------ Textauszug

Honnecker blieb drüben
"UNSERE DEUTSCHLANDPOLITIK WAR UND IST ERFOLGREICH"

Also sprach Kanzler Helmut Kohl. Verhandeln sei das Gebot der Stunde. Auf nichts käme es angesichts der "gespannten Großwetterlage" so an wie auf Gespräche. Die Bereitschaft zum Dialog wurde mit jeder neuen Rakete unterstrichen und von der anderen Seite verlangt. Von der "Verantwortungsgemeinschaft der Deutschen für den Frieden" war da die Rede. Sind da die Absagen nicht ein empfindlicher Rückschlag für die Friedensbemühungen der Bundesregierung? Bricht nun doch eine neue Eiszeit in den Ost-Westbeziehungen an?

Keineswegs! Der Kanzler ist zuversichtlich, sein Vize voller Hoffnung und Dregger mitsamt Fraktion keineswegs überrascht. Und das nicht, weil sich's für Regierungen nicht gehört, Niederlagen zuzugeben. Die Bundesregierung mußte ganz einfach keine einstecken.

Honecker wie Schiwkoff hab en gleich mit der Absage den Wunsch vorgetragen, später zu kommen, und wollten die laufenden Beziehungen im übrigen ausdrücklich nicht beeinträchtigt wissen. Die Erklärungen waren peinlich bemüht, die Absagen nicht als Affront zu formulieren. Die Härte der Bonner Politik, mit der man sich konfrontiert sah, nahm man zwar zur Kenntnis, reagierte darauf aber nicht in der diplomatischen Form, wie es der Schwere der eigenen Vorwürfe an die Bonner Adresse entsprochen hätte. So will man die Tür offenhalten für die Fortsetzung "nützlicher Beziehungen."

------------
------ Datenzeilen

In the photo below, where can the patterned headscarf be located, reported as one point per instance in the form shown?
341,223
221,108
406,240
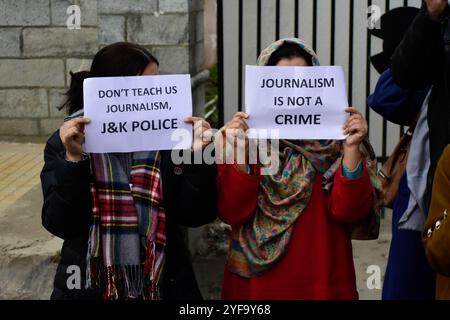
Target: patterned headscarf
262,241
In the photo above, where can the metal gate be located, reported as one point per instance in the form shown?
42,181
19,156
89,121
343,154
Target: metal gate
337,29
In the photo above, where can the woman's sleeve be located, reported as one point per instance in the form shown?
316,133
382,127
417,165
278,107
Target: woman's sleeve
238,193
397,105
350,200
67,209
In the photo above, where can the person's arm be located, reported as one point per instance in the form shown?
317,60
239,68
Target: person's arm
419,58
351,197
238,193
394,103
67,208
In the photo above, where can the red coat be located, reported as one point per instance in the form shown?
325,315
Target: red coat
319,261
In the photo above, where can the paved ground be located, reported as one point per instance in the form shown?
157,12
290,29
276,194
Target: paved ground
28,253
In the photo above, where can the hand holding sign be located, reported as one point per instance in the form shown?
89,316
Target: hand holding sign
202,133
356,127
296,102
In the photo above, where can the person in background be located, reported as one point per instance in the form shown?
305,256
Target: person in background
408,275
291,235
125,212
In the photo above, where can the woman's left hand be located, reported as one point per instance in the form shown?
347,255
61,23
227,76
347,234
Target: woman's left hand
355,127
202,132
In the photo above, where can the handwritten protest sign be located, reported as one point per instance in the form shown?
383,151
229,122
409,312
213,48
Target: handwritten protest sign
139,113
296,102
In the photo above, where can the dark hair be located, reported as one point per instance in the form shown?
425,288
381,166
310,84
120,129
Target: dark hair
115,60
289,50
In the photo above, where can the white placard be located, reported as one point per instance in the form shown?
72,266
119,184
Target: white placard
140,113
304,103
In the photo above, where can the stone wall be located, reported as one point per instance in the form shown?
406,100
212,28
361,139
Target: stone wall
38,50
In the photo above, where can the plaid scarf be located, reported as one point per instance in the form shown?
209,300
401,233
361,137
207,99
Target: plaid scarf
262,241
128,235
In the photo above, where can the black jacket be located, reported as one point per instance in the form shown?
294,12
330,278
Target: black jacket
421,60
190,198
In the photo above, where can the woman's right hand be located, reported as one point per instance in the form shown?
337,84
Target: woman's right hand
436,8
236,137
72,137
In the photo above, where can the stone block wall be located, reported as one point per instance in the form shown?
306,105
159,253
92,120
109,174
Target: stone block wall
38,50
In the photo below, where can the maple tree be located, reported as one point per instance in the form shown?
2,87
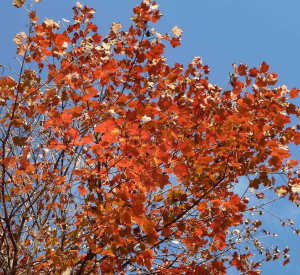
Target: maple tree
113,162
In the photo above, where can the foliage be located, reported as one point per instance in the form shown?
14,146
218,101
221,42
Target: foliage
114,162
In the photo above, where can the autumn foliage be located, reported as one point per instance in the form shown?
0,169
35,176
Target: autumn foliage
114,162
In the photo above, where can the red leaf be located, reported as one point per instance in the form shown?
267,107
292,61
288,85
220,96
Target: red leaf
294,93
286,261
253,72
181,169
26,188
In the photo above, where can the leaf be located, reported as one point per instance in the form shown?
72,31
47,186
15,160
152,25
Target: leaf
82,190
294,93
33,17
181,169
253,72
27,188
176,31
18,3
79,5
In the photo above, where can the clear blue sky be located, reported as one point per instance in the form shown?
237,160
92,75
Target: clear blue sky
221,32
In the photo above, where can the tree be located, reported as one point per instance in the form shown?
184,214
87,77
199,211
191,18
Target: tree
113,162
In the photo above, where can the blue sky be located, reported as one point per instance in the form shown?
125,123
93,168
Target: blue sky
221,32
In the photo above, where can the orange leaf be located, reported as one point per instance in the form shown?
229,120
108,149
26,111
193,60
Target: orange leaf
82,190
26,188
294,93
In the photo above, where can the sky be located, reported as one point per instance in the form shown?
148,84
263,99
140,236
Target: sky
220,32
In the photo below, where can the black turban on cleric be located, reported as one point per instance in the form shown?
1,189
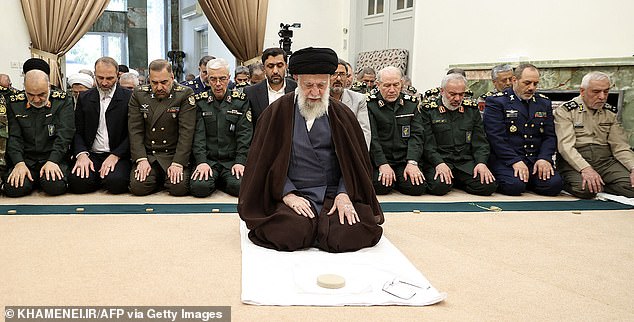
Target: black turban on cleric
36,63
313,60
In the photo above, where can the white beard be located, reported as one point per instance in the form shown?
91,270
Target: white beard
312,110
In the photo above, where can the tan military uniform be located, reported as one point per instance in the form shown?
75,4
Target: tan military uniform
161,131
593,138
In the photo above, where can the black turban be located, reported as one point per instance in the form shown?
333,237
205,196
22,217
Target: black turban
313,61
36,63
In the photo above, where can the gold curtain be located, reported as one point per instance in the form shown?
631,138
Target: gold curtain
239,23
56,26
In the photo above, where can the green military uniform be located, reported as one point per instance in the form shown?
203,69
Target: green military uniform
38,135
161,131
593,138
397,137
360,87
457,139
223,135
433,94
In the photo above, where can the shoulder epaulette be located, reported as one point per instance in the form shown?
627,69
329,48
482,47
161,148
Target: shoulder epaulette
430,105
201,96
469,103
179,88
17,97
487,94
543,96
239,95
58,94
433,91
412,98
570,105
609,107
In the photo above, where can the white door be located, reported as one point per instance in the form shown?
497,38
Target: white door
385,24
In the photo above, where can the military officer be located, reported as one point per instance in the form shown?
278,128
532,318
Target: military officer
455,144
41,128
519,125
502,78
223,134
397,134
161,122
595,154
4,132
200,84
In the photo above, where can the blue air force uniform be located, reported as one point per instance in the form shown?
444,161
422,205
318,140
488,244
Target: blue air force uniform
520,130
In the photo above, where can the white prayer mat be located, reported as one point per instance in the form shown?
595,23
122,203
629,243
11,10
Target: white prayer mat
380,275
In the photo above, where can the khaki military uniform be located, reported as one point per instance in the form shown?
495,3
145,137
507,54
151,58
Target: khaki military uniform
457,139
223,135
593,138
161,131
397,137
39,135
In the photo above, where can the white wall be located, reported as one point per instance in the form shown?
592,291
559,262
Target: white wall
322,23
498,30
14,41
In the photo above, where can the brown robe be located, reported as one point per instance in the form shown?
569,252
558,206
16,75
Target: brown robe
275,225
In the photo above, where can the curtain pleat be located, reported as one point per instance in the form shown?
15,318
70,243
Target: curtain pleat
240,24
56,26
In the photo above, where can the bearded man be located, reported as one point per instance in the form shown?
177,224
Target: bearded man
101,146
41,128
313,187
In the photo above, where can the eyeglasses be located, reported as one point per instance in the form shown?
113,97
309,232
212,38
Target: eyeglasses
340,74
214,80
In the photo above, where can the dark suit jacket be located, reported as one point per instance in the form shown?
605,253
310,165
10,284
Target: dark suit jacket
258,96
87,121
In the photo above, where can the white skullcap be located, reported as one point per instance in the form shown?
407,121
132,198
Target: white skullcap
82,79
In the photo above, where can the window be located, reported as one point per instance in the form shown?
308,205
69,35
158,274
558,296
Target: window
94,45
117,5
404,4
202,42
156,30
375,7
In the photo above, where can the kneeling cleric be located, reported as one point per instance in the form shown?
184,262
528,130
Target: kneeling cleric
307,178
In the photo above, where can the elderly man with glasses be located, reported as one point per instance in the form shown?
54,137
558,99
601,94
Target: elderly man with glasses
223,134
355,101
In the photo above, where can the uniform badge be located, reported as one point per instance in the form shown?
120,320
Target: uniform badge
405,131
144,109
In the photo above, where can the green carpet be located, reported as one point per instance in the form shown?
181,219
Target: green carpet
201,208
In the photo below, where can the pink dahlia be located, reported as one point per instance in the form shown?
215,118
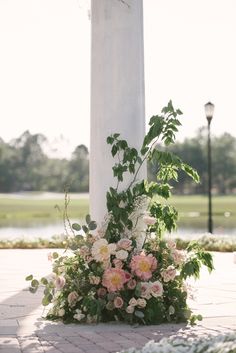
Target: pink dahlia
143,266
114,279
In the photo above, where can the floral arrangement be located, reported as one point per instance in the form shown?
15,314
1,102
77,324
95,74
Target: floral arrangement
124,269
223,343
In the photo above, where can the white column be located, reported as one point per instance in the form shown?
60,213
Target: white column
117,90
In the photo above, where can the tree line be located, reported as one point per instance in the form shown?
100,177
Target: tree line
24,166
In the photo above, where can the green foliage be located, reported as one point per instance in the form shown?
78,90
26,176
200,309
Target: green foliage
24,166
125,270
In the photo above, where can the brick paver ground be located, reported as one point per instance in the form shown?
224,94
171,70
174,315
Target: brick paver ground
22,329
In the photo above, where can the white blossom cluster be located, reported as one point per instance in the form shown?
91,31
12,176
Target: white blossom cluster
222,343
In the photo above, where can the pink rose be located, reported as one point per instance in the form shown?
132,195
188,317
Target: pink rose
131,284
143,266
130,309
101,292
156,289
72,298
145,290
125,244
60,282
84,251
149,221
171,244
169,274
118,263
178,256
118,302
141,303
114,279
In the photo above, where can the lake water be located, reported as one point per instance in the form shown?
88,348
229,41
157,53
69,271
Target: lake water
48,230
57,229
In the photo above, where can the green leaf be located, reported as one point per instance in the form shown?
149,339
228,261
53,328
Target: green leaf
76,226
114,150
139,314
85,229
92,225
44,281
110,140
88,219
47,299
55,255
33,289
34,283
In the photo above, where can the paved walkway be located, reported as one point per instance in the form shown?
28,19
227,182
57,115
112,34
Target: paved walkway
22,329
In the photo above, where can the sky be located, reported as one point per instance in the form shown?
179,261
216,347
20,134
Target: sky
190,56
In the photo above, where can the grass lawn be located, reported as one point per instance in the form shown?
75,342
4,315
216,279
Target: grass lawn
16,212
192,210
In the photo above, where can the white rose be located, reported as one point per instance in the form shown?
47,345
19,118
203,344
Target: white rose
122,254
130,309
133,302
141,302
61,312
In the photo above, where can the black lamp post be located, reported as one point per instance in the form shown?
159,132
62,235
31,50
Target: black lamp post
209,110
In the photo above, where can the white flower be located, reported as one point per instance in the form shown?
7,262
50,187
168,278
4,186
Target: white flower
61,312
79,315
94,280
169,274
132,302
60,282
156,289
179,256
122,254
149,221
130,309
101,250
141,302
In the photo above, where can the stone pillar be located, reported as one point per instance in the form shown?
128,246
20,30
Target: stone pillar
117,90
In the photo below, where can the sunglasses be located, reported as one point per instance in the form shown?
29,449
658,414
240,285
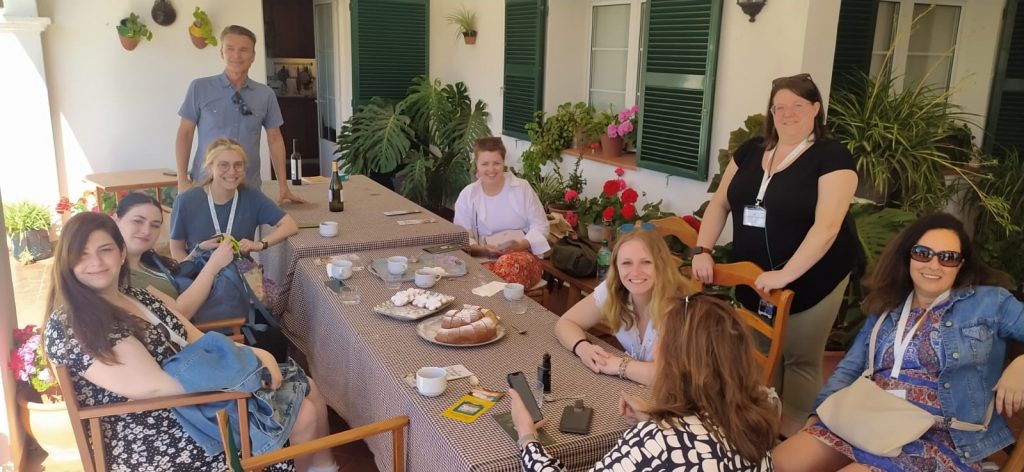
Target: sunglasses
629,227
799,77
243,106
946,258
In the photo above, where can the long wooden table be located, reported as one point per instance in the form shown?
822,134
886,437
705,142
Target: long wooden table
358,357
363,226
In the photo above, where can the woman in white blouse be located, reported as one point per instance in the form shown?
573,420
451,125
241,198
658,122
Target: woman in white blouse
504,217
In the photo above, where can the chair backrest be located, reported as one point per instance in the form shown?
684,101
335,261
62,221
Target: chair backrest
674,225
744,273
93,459
395,425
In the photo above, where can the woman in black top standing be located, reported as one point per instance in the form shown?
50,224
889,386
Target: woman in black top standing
788,192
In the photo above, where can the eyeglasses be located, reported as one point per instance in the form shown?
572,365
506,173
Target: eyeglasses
795,108
946,258
243,106
628,227
799,77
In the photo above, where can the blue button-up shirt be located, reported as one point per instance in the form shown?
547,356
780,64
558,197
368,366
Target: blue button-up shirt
209,103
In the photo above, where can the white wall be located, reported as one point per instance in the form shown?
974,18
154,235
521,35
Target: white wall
115,110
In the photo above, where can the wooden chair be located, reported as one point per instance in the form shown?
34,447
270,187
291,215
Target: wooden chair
743,273
93,459
257,463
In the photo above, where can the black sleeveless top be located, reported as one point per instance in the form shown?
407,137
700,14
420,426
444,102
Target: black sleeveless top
790,203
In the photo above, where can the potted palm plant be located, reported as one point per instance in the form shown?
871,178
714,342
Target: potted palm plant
201,30
131,30
28,230
466,20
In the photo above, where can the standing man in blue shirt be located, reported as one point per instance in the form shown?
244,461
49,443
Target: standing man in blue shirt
231,104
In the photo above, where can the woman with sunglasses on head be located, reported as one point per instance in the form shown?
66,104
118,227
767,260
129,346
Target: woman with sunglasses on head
943,324
708,411
641,283
223,205
787,194
114,340
140,218
504,217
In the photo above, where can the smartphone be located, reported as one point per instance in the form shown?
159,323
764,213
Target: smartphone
518,381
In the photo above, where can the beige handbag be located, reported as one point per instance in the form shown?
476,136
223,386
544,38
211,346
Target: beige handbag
876,421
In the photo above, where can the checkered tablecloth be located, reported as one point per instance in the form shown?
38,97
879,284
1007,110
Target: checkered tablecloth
361,227
357,358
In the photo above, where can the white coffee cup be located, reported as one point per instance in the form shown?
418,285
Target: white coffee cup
397,264
340,268
426,279
431,381
513,291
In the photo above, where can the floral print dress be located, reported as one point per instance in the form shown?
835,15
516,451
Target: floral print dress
920,378
147,441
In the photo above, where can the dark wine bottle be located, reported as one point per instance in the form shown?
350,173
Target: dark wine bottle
296,160
336,196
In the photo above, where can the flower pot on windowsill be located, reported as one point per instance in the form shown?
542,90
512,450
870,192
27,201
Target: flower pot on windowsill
611,146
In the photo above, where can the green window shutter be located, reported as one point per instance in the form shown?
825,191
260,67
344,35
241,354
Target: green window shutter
678,83
854,40
1005,127
525,25
390,43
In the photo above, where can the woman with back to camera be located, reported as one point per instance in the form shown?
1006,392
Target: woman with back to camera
114,339
956,319
641,283
501,206
788,194
140,218
708,410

------------

▸ Kurze Aufgabe 1
Von welcher Gemeinschaft der Deutschen ist im Textauszug zur Deutschlandpolitik die Rede?
▸ Kurze Aufgabe 2
Gib den Absatz des Textauszugs, der mit „Keineswegs! Der Kanzler“ beginnt, verkürzt als Liste wieder und behalte dabei seine wesentlichen Aussagen bei.
▸ Kurze Aufgabe 3
Gib aus dem Textauszug wortgetreu alles von „Also sprach Kanzler“ bis hinunter zu „einfach keine einstecken.“ wieder.

▸ Korrekte Ausgabe 1
Von der „Verantwortungsgemeinschaft der Deutschen für den Frieden“.

▸ Korrekte Ausgabe 2
- Der Kanzler ist zuversichtlich.
- Sein Vize ist voller Hoffnung.
- Dregger und seine Fraktion sind nicht überrascht.
- Der Grund ist nicht, dass Regierungen keine Niederlagen zugeben dürfen.
- Die Bundesregierung musste schlicht keine Niederlage einstecken.

▸ Korrekte Ausgabe 3
Also sprach Kanzler Helmut Kohl. Verhandeln sei das Gebot der Stunde. Auf nichts käme es angesichts der "gespannten Großwetterlage" so an wie auf Gespräche. Die Bereitschaft zum Dialog wurde mit jeder neuen Rakete unterstrichen und von der anderen Seite verlangt. Von der "Verantwortungsgemeinschaft der Deutschen für den Frieden" war da die Rede. Sind da die Absagen nicht ein empfindlicher Rückschlag für die Friedensbemühungen der Bundesregierung? Bricht nun doch eine neue Eiszeit in den Ost-Westbeziehungen an?

Keineswegs! Der Kanzler ist zuversichtlich, sein Vize voller Hoffnung und Dregger mitsamt Fraktion keineswegs überrascht. Und das nicht, weil sich's für Regierungen nicht gehört, Niederlagen zuzugeben. Die Bundesregierung mußte ganz einfach keine einstecken.